__Stated goal__
Reproduce the entries with "sea water" changed to "seawater", leaving everything else as it stands.

__Data to process__
== == ==

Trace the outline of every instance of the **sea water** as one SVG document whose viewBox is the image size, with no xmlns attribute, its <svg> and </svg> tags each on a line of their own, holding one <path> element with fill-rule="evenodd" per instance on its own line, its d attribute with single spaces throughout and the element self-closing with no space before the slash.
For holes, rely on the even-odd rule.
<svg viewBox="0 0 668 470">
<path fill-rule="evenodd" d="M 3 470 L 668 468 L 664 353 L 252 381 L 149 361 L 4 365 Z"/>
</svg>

== == ==

__Task result__
Trace the outline of every instance of the **seawater** as one SVG document whose viewBox is the image size, with no xmlns attribute, its <svg> and </svg> tags each on a line of their own, holding one <path> element with fill-rule="evenodd" per instance on its own line, its d attribute with single spaces throughout and the element self-closing with no space before the slash.
For holes, rely on the even-odd rule.
<svg viewBox="0 0 668 470">
<path fill-rule="evenodd" d="M 3 470 L 668 468 L 664 353 L 252 381 L 149 361 L 4 365 Z"/>
</svg>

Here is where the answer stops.